» **Written task 1**
Please repeat these lines of the records word for word, beginning at the line that has "TARGET: white countertop" and stopping after the last line of the records.

» **Reading passage**
--------------------
Working with Sequences: choice, sample, and shuffle
Random numbers are not just about generating digits. You often need to randomly select from a list, pick multiple unique items, or reorder a collection. The random module handles all of these.
random.choice(sequence)
Picks a single random element from a non-empty sequence such as a list, tuple, or string.
import random
colors = ["red", "green", "blue", "yellow"]
winner = random.choice(colors)
print(f"The winning color is {winner}")
random.sample(population, k)
Returns k unique elements from a population. This is selection without replacement, so no item appears twice in the result.
import random
# Pick 3 unique lottery numbers from 1 to 49
lottery = random.sample(range(1, 50), 3)
print(lottery) # e.g., [17, 42, 3]
random.shuffle(list)
Reorders a list in place and returns None. The original list is modified directly. If you need the original list unchanged, copy it first.
import random
deck = list(range(1, 53)) # 52 cards
random.shuffle(deck)
hand = deck[:5]
print(f"Your hand: {hand}")
random.choices(population, k=n) is a related function that selects with replacement, meaning the same item can appear more than once. Use sample() when duplicates are not allowed and choices() when they are.
Controlling Randomness with seed()
Sometimes you need your "random" results to be predictable. Testing is the classic example. If a test relies on random data and the data changes every run, it becomes impossible to reproduce failures. The seed() function solves this by locking the generator to a known starting point.
import random
random.seed(42)
print(random.randint(1, 100)) # Always prints the same number
print(random.random()) # Always prints the same float
# Reset the seed to get the same sequence again
random.seed(42)
print(random.randint(1, 100)) # Same number as the first call above
When you call random.seed() with no argument (or pass None), Python seeds the generator from the current system time or an operating-system-provided source of randomness. This is the default behavior when you first import the module, which is why you get different results each time you run a script normally.
A common pattern in test files is to set random.seed() once at the top of a test function or in a setup method. This guarantees every assertion sees the same data across runs while keeping the rest of your application fully random.
How to Generate Random Numbers in Python
Follow these four steps to go from an empty script to a working random number generator.
-
Import the random module
At the top of your Python file, write
import random. This gives you access to every function in the module. No installation is needed because random is part of the standard library. -
Choose the right function for your data type
Use
random.randint(a, b)for a random integer between a and b inclusive. Userandom.random()for a float between 0 and 1. Userandom.uniform(a, b)for a float within a custom range. Match the function to the type of number your program needs. -
Call the function and store the result
Assign the return value to a variable, such as
result = random.randint(1, 100). You can then print it, use it in a calculation, or pass it to another function. Each call produces a new random value. -
Verify your output by running the script multiple times
Run your script two or three times and confirm the output changes each run. If the numbers stay the same, check for a fixed
random.seed()call in your code. Different output on each run confirms the randomizer is working correctly.
--------------------
» **Records for the task**
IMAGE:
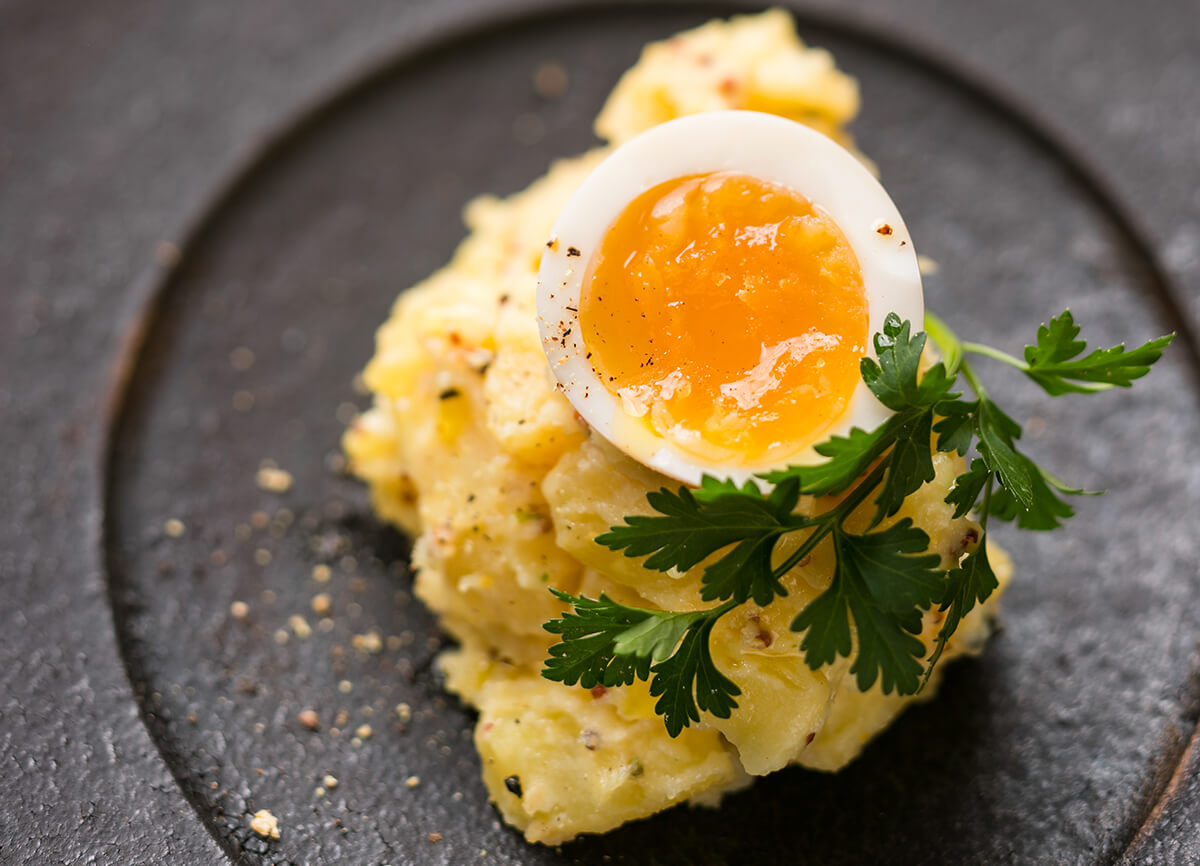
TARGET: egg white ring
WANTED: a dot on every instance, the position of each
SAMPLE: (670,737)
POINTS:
(762,145)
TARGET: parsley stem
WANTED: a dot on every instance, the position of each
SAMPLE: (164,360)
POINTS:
(987,503)
(995,354)
(970,374)
(946,340)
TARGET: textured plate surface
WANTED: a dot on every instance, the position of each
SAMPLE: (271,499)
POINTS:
(1051,747)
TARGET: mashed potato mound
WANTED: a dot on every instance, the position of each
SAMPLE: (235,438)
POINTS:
(471,449)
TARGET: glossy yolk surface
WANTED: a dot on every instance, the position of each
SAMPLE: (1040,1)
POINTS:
(729,314)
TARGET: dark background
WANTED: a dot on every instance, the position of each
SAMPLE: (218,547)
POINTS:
(118,120)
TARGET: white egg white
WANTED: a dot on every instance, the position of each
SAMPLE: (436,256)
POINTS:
(762,145)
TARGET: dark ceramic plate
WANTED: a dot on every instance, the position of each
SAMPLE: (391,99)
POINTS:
(1054,746)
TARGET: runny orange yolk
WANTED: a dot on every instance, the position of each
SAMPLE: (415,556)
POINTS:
(729,314)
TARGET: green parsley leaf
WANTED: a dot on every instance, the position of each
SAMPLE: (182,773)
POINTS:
(690,529)
(882,579)
(689,683)
(1055,365)
(610,644)
(587,653)
(965,492)
(895,377)
(1047,509)
(996,432)
(972,581)
(850,456)
(955,428)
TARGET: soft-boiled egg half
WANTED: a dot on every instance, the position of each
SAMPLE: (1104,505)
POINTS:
(709,290)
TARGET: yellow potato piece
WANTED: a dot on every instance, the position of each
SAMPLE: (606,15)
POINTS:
(469,447)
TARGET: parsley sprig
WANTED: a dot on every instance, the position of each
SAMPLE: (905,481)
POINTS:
(885,578)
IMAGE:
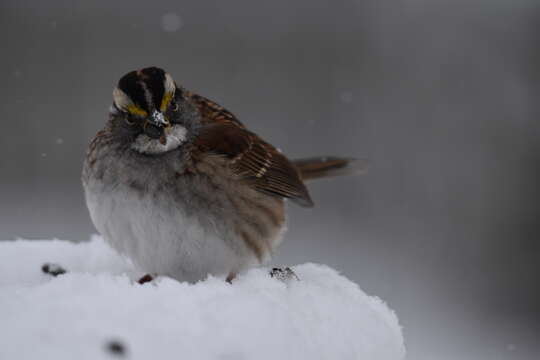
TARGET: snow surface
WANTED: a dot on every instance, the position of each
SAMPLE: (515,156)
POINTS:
(97,311)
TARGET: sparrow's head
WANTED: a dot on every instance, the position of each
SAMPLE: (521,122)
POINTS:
(146,103)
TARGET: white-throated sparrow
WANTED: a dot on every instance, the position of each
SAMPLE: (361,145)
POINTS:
(179,185)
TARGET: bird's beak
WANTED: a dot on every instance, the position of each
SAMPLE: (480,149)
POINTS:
(155,125)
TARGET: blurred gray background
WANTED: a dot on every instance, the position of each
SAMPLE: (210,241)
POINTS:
(441,96)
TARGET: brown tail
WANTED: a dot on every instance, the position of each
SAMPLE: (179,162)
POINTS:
(329,166)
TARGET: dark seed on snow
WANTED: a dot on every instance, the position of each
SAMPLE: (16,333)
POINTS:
(53,269)
(116,348)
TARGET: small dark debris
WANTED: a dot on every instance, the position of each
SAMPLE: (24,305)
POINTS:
(116,348)
(283,274)
(53,269)
(146,278)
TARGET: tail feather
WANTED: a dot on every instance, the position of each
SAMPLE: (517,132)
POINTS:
(329,166)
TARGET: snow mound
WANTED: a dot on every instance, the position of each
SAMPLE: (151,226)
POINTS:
(97,311)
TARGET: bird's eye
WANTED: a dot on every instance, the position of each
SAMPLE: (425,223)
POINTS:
(129,120)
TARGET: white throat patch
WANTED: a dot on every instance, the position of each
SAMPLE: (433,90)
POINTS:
(175,136)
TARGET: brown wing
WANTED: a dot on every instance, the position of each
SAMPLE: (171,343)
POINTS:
(212,112)
(254,161)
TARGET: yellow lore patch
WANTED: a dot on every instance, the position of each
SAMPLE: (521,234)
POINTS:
(165,102)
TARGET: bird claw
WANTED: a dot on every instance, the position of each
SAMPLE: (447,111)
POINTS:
(146,278)
(284,274)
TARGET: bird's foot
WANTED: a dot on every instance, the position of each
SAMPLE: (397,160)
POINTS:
(283,274)
(146,278)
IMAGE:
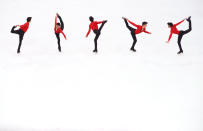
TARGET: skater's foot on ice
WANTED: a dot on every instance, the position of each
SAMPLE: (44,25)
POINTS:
(95,51)
(132,49)
(180,52)
(59,48)
(188,19)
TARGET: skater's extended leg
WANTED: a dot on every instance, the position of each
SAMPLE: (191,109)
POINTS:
(102,25)
(134,41)
(61,21)
(58,41)
(14,31)
(180,36)
(190,26)
(20,42)
(127,25)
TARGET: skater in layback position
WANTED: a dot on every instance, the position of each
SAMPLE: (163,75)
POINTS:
(140,28)
(58,28)
(21,31)
(180,34)
(94,26)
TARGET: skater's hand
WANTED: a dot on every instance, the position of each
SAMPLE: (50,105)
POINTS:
(124,18)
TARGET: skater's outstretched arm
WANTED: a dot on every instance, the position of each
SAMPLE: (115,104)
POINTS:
(61,31)
(55,23)
(133,23)
(169,37)
(99,22)
(179,22)
(88,31)
(61,21)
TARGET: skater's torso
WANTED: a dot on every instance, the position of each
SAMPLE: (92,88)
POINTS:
(24,27)
(174,30)
(139,29)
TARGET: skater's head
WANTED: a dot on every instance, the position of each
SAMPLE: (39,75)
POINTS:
(58,25)
(170,24)
(144,24)
(29,19)
(91,18)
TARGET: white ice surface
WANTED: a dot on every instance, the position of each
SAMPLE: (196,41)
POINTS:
(114,90)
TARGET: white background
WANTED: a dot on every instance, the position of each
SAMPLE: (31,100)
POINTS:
(153,89)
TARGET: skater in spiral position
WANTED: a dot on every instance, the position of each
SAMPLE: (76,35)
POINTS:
(21,31)
(181,33)
(133,31)
(94,26)
(58,28)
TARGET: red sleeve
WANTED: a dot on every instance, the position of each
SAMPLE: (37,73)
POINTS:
(179,22)
(133,24)
(88,31)
(147,32)
(63,34)
(170,36)
(99,22)
(55,23)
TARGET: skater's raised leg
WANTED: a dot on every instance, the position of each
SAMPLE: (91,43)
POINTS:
(127,25)
(94,26)
(59,29)
(134,41)
(180,36)
(21,31)
(58,41)
(190,25)
(61,22)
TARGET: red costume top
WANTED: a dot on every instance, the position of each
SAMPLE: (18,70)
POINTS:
(24,27)
(94,26)
(174,30)
(139,28)
(59,30)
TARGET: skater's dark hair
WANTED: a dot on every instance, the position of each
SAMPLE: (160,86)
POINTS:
(58,24)
(170,24)
(144,23)
(29,19)
(91,18)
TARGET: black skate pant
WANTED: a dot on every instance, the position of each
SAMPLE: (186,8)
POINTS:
(21,35)
(132,32)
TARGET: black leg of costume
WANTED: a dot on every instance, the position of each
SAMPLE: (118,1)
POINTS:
(58,41)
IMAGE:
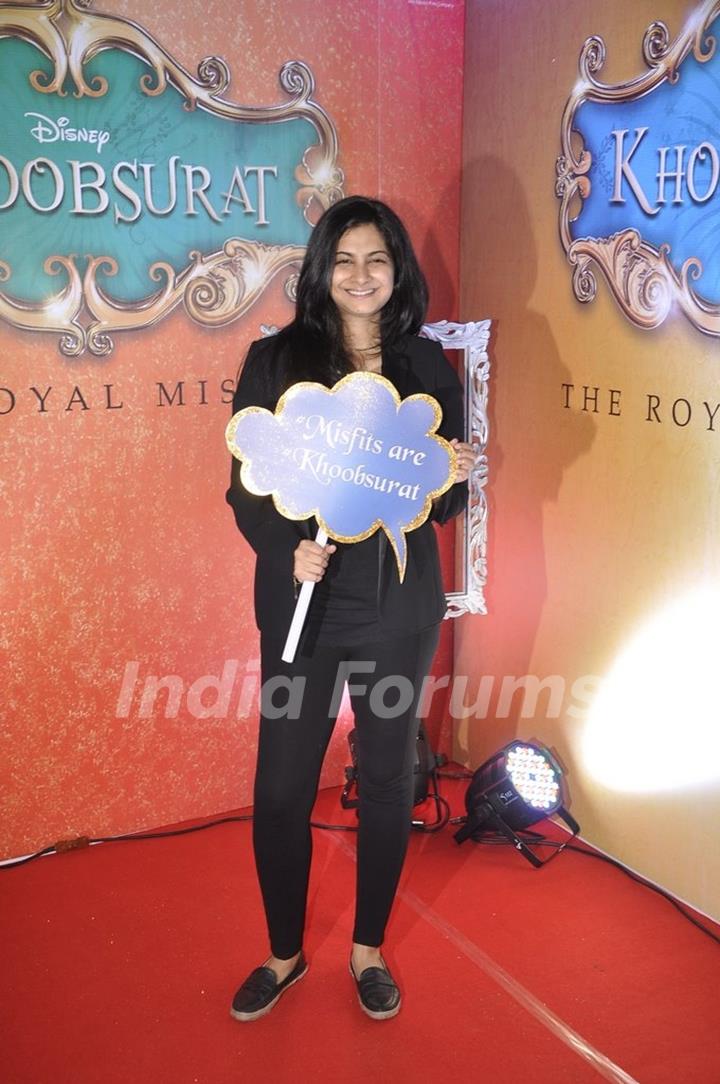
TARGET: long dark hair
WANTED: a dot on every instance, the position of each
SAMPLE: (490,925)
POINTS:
(312,347)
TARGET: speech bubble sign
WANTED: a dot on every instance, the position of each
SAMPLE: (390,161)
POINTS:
(356,456)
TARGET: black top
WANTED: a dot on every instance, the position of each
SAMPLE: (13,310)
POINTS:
(344,605)
(369,598)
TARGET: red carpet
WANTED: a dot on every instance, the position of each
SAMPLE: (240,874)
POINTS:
(119,964)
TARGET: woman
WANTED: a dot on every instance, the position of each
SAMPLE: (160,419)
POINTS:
(361,299)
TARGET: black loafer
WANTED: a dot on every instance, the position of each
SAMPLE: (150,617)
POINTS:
(377,992)
(261,990)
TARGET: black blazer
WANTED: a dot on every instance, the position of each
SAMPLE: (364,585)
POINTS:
(413,365)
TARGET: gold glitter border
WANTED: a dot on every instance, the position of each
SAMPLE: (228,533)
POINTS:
(356,377)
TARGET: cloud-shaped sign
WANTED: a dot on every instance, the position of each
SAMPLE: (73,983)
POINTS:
(355,456)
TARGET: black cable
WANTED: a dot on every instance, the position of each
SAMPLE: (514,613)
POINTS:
(81,841)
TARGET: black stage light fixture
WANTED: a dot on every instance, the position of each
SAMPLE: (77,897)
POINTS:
(518,786)
(424,779)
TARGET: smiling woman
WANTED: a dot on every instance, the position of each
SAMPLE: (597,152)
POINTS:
(362,281)
(361,300)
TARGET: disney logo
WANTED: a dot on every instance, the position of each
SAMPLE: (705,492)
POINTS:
(48,130)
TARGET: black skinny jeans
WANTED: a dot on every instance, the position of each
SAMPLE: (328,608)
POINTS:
(291,751)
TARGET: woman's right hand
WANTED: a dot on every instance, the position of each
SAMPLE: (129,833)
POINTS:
(311,560)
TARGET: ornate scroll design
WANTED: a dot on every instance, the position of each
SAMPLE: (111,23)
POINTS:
(214,288)
(640,275)
(472,338)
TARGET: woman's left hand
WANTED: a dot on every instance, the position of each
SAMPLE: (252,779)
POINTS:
(466,457)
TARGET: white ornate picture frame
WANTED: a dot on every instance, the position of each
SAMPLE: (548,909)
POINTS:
(472,530)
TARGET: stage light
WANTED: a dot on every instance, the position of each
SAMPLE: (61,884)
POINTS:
(424,781)
(518,786)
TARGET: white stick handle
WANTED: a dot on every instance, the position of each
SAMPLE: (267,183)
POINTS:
(300,609)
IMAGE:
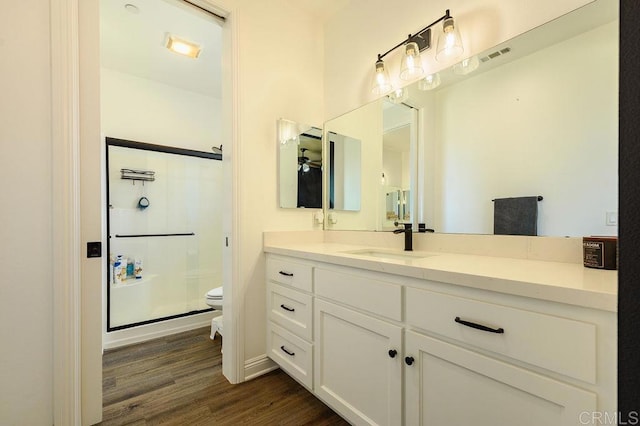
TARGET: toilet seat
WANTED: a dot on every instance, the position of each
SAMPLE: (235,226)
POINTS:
(215,293)
(213,298)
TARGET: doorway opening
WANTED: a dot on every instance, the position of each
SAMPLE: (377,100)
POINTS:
(161,87)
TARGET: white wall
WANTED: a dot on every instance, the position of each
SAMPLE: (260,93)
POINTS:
(494,139)
(280,75)
(365,28)
(26,309)
(142,110)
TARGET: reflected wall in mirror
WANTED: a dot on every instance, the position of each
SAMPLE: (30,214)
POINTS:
(344,173)
(399,143)
(300,165)
(537,117)
(365,126)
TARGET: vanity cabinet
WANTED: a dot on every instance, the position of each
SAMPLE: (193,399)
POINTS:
(447,384)
(394,350)
(357,365)
(290,311)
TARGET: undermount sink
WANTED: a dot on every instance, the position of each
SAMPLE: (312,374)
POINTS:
(389,254)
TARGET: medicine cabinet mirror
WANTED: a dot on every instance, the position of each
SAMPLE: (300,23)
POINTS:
(538,117)
(300,165)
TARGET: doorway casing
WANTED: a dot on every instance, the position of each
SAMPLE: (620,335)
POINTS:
(77,213)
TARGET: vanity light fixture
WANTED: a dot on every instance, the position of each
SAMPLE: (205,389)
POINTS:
(449,43)
(182,46)
(449,47)
(398,96)
(430,82)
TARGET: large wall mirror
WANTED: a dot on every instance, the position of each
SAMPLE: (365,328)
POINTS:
(300,165)
(534,116)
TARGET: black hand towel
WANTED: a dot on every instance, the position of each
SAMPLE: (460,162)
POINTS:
(515,216)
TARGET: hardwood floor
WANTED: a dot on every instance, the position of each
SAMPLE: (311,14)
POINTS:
(177,380)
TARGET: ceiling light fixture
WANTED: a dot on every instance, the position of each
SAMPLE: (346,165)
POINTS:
(182,46)
(466,66)
(449,47)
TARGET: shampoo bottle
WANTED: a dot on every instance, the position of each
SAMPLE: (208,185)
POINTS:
(138,269)
(117,272)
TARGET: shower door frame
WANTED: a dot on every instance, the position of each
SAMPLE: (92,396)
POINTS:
(124,143)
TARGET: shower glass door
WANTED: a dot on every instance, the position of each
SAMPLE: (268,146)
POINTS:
(165,231)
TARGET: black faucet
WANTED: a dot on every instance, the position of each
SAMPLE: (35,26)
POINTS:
(408,236)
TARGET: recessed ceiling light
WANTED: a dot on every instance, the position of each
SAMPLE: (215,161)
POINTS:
(182,46)
(132,8)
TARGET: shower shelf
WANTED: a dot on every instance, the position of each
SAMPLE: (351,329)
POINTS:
(130,282)
(185,234)
(140,175)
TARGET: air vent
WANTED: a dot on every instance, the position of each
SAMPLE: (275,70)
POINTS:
(495,54)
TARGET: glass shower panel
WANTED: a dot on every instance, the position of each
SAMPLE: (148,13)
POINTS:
(165,220)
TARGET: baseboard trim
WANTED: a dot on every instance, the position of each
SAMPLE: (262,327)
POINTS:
(134,335)
(258,366)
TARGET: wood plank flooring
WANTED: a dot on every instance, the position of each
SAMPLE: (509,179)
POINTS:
(177,380)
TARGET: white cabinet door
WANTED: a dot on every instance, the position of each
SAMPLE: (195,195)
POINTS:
(358,365)
(449,385)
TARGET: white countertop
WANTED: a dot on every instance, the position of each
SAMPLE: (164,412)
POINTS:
(569,283)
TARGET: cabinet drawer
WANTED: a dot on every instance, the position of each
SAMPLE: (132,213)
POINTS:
(291,353)
(558,344)
(290,309)
(379,297)
(294,274)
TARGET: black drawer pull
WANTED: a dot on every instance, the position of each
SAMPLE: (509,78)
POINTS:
(480,326)
(286,308)
(286,351)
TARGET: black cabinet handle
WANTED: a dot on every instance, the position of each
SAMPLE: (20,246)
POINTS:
(479,326)
(286,351)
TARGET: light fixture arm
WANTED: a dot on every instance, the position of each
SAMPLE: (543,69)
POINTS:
(447,15)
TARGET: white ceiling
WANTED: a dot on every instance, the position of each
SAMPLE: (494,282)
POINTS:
(133,43)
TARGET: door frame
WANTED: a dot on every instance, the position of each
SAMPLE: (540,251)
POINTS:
(77,352)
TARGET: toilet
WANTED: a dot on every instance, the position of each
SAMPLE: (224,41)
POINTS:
(213,298)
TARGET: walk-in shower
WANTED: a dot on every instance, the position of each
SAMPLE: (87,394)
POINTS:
--------------------
» **Written task 2**
Carry on the Python random-number tutorial from the point where it stops.

» **Exercise result 1**
TARGET: white countertop
WANTED: a dot on every instance, the position of each
SAMPLE: (164,412)
POINTS:
(569,283)
TARGET: cabinet drawer
WANTED: a dot on every instance, the position of each
SAMPLE: (132,213)
POINTS:
(291,353)
(558,344)
(290,309)
(379,297)
(294,274)
TARGET: black drawer pull
WANTED: a dot on every instance, the position of each
SAMPLE: (509,78)
POINTS:
(480,326)
(286,308)
(286,351)
TARGET: black cabinet handle
WANTED: a dot on every instance, the position of each
SAMPLE: (20,246)
POINTS:
(479,326)
(286,351)
TARGET: light fixture arm
WANTED: a dot on every instance, the position of each
SAMPLE: (543,69)
POINTS:
(447,15)
TARGET: white ceiling
WANTED: a dot on every instance, the position of each
SAMPLE: (494,282)
POINTS:
(133,43)
TARGET: door frame
WANTED: a dot on every instance, the position of each
SAMPLE: (540,251)
POINTS:
(77,352)
TARGET: toilet
WANTED: a dot on every instance, the position of each
SAMPLE: (224,41)
POINTS:
(213,298)
TARGET: walk-in shower
WANTED: a dot on every instance, the position of each
SAMPLE: (87,394)
POINTS:

» **Exercise result 2**
Python Learning Summary Points
- The
randommodule is part of the standard library and requires onlyimport randomto use. It relies on the Mersenne Twister algorithm, which is suitable for simulations and general-purpose randomization but not for security. - Use
randint(a, b)for integers with both endpoints included,randrange(start, stop, step)for range-like integer selection,random()for a float between 0 and 1, anduniform(a, b)for a float in a custom range. - For sequences,
choice()picks one item,sample()picks multiple unique items without replacement, andshuffle()reorders a list in place. - The
seed()function makes random output reproducible. Pass a fixed value for consistent results during testing, or pass no argument for system-seeded randomness. - Never use the
randommodule for security-sensitive tasks. Use thesecretsmodule instead for passwords, tokens, and authentication.
Randomization is something you will reach for repeatedly as you build Python projects. Start with the basic functions covered here, and you will have the tools to handle dice rolls, random selections, shuffled lists, and reproducible test data from day one.
Frequently Asked Questions
random.randint(a, b) returns a random integer where both a and b are included in the possible results. random.randrange(start, stop, step) works like range() and excludes the stop value. For example, randint(1, 10) can return 10, but randrange(1, 10) cannot.
Call random.random() with no arguments. It returns a floating-point number in the range 0.0 up to but not including 1.0. For a custom range, use random.uniform(a, b) instead.
No. The random module uses the Mersenne Twister algorithm, which is deterministic and predictable if the seed is known. For passwords, tokens, and security-sensitive applications, use the secrets module instead.
random.seed() initializes the random number generator with a specific starting value. When you pass the same seed value, the sequence of random numbers produced will be identical every time. This is useful for testing and reproducing results.
Use random.choice(your_list) to select one random item. To select multiple unique items, use random.sample(your_list, k) where k is how many items you want. To select multiple items with possible repeats, use random.choices(your_list, k=n).
This happens when random.seed() is called with a fixed value somewhere in your code. Remove the seed call or use random.seed() with no argument to seed from the current system time, which produces different results on each run.
Call random.shuffle(your_list) to reorder the list in place. This modifies the original list and returns None. If you need the original unchanged, make a copy first with shuffled = your_list.copy() and then call random.shuffle(shuffled).
random.uniform(a, b) returns a floating-point number N where a <= N <= b. The endpoint b may or may not be included depending on floating-point rounding. In practice, the chance of hitting either exact endpoint is extremely small.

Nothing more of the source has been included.